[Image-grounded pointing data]
- - -

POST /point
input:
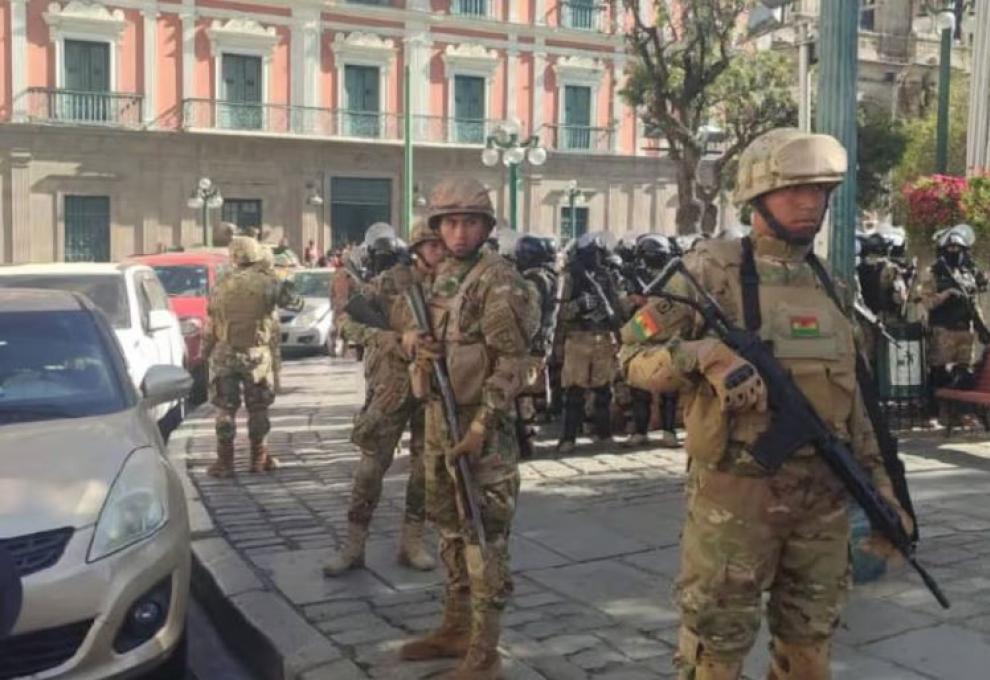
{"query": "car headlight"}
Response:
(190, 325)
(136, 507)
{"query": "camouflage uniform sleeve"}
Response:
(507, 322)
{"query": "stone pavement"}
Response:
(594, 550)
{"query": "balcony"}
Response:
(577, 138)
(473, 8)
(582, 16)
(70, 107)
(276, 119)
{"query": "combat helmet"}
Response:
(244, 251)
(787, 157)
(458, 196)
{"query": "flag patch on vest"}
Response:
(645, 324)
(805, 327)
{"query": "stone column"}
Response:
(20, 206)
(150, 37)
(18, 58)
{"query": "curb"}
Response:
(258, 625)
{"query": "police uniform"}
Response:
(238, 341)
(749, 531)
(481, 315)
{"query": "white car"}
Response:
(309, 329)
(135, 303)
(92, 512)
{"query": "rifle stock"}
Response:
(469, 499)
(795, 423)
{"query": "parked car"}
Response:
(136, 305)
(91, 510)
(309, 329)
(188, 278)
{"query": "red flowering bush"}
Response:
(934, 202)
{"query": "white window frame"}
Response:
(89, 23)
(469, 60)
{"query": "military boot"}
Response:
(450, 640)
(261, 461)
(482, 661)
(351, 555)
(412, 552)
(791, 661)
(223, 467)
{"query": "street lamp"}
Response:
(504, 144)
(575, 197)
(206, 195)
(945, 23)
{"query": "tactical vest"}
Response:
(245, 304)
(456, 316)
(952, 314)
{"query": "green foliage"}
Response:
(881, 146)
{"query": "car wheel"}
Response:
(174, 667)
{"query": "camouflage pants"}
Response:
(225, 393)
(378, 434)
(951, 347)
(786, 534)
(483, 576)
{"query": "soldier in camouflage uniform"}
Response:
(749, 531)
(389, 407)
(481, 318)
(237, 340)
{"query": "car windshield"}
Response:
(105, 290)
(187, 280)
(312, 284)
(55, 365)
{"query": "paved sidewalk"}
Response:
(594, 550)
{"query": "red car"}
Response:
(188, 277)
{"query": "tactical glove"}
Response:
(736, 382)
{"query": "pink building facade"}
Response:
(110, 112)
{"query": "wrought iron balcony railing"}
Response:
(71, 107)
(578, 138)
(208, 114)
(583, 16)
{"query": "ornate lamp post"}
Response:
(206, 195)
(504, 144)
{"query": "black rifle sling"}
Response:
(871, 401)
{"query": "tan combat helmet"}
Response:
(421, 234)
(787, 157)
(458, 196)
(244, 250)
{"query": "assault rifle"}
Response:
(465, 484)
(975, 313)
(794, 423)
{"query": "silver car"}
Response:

- - -

Exactly as they appear above, give the records again, without their pictures.

- **Written answer**:
POST /point
input:
{"query": "car headlight"}
Response:
(190, 325)
(136, 507)
{"query": "camouflage uniform sleeve"}
Response:
(507, 322)
{"query": "stone pavement"}
Response:
(594, 550)
{"query": "balcony"}
Response:
(577, 138)
(473, 8)
(582, 16)
(70, 107)
(276, 119)
{"query": "combat helmet"}
Response:
(244, 251)
(787, 157)
(458, 196)
{"query": "flag patch on vest"}
Response:
(645, 324)
(805, 327)
{"query": "stone column"}
Response:
(20, 206)
(150, 37)
(18, 58)
{"query": "curb"}
Response:
(258, 625)
{"query": "police uniform"}
Response:
(238, 341)
(749, 531)
(481, 315)
{"query": "white car"}
Response:
(309, 329)
(135, 303)
(92, 512)
{"query": "rifle stock"}
Response:
(469, 499)
(795, 423)
{"query": "parked car"}
Response:
(136, 305)
(91, 510)
(309, 329)
(188, 278)
{"query": "red flowering bush"}
Response:
(934, 202)
{"query": "white window frame"}
Response:
(89, 23)
(469, 60)
{"query": "military boot"}
Response:
(450, 640)
(261, 461)
(482, 661)
(351, 555)
(412, 552)
(791, 661)
(223, 467)
{"query": "street lamp"}
Response:
(504, 144)
(575, 197)
(206, 195)
(945, 23)
{"query": "tactical vest"}
Response:
(245, 304)
(456, 316)
(952, 314)
{"query": "green foliage"}
Response:
(881, 146)
{"query": "car wheel"}
Response:
(174, 667)
{"query": "camouflage pants"}
Response:
(225, 393)
(378, 434)
(951, 347)
(786, 534)
(483, 576)
{"query": "soldier in camouflage uniform"}
Response:
(749, 531)
(389, 407)
(481, 318)
(237, 340)
{"query": "car windshield"}
Response:
(105, 290)
(187, 280)
(312, 284)
(55, 365)
{"query": "paved sidewalk"}
Response:
(594, 550)
{"query": "red car"}
Response:
(188, 277)
{"query": "tactical glove"}
Response:
(736, 382)
{"query": "pink building facade"}
Response:
(110, 112)
{"query": "wrought iron balcony railing"}
Response:
(71, 107)
(578, 138)
(208, 114)
(583, 16)
{"query": "ornate lamp post"}
Response:
(206, 195)
(504, 144)
{"query": "black rifle sling"}
Response:
(871, 401)
{"query": "tan combat helmet"}
Response:
(421, 234)
(787, 157)
(458, 196)
(244, 250)
{"query": "assault rifle"}
Response:
(465, 484)
(975, 313)
(794, 423)
{"query": "silver car"}
Response:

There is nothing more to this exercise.